**Exercises**
1 > In the article on Christmas in the Holy Land, when will the lights on the Christmas tree outside the Church of the Nativity be switched on?
2 > Decide whether each statement agrees with the article on Christmas in the Holy Land, answering yes or no and quoting the words that settle it: (a) The ban on foreign visitors lasts two weeks. (b) The Christmas tree on the square is topped with a silver star. (c) The tree-lighting ceremony is open only to residents.
3 > Transcribe the article on Christmas in the Holy Land from "A Christmas tree" up to and including "open to all.", word for word.

Christmas celebrations are back in the Holy Land after being curtailed by coronavirus last year with festivities happening across Bethlehem, Jerusalem and Nazareth.
The detection of the Omicron variant has temporarily stopped Israelis and Palestinians welcoming tourists, since a two-week ban on foreign visitors came into force on Monday.
If the border restrictions are not lifted in time for Christmas, then worshippers abroad can watch services online, while residents have a rare opportunity to enjoy the festive season without crowds.
Christian pilgrims are drawn to Bethlehem, in the occupied West Bank, to see the place where they believe Jesus was born. A grotto within the Church of the Nativity marks the precise location, according to worshippers, and is an important pilgrimage site.
A Christmas tree rises above the church on the square outside, topped with a golden star. Its lights will be switched on during a ceremony on December 4, which is open to all.

**Information shown**
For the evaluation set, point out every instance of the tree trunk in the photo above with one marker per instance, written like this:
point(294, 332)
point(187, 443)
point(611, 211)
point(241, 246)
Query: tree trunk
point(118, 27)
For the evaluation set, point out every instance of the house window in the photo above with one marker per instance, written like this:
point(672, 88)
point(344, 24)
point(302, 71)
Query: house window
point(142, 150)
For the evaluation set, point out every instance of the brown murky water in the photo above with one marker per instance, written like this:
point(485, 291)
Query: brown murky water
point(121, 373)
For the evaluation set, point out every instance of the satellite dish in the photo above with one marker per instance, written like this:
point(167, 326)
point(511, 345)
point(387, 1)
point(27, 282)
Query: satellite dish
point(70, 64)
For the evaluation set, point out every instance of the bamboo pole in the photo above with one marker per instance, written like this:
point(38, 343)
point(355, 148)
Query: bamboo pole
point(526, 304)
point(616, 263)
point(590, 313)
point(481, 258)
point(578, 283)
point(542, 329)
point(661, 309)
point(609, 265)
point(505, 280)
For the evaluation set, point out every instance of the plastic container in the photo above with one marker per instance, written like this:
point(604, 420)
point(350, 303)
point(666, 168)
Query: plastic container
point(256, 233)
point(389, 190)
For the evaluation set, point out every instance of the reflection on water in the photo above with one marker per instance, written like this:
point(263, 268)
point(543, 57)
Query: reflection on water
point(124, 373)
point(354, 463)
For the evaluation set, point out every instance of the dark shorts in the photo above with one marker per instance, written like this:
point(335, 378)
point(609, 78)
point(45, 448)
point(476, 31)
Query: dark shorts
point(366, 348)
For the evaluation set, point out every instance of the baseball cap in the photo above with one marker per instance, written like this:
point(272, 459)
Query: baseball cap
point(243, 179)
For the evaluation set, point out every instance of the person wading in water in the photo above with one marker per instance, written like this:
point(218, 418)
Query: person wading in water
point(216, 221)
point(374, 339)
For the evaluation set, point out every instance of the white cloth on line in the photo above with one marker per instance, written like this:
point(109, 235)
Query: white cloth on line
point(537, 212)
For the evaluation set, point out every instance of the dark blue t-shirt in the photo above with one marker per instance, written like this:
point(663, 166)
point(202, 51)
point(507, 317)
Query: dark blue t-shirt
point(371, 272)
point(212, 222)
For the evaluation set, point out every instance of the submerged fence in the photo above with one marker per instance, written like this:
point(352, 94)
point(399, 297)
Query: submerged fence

**Expected outputs**
1 > During a ceremony on December 4.

2 >
(a) Yes: "a two-week ban on foreign visitors came into force on Monday"
(b) No: "topped with a golden star"
(c) No: "which is open to all"

3 >
A Christmas tree rises above the church on the square outside, topped with a golden star. Its lights will be switched on during a ceremony on December 4, which is open to all.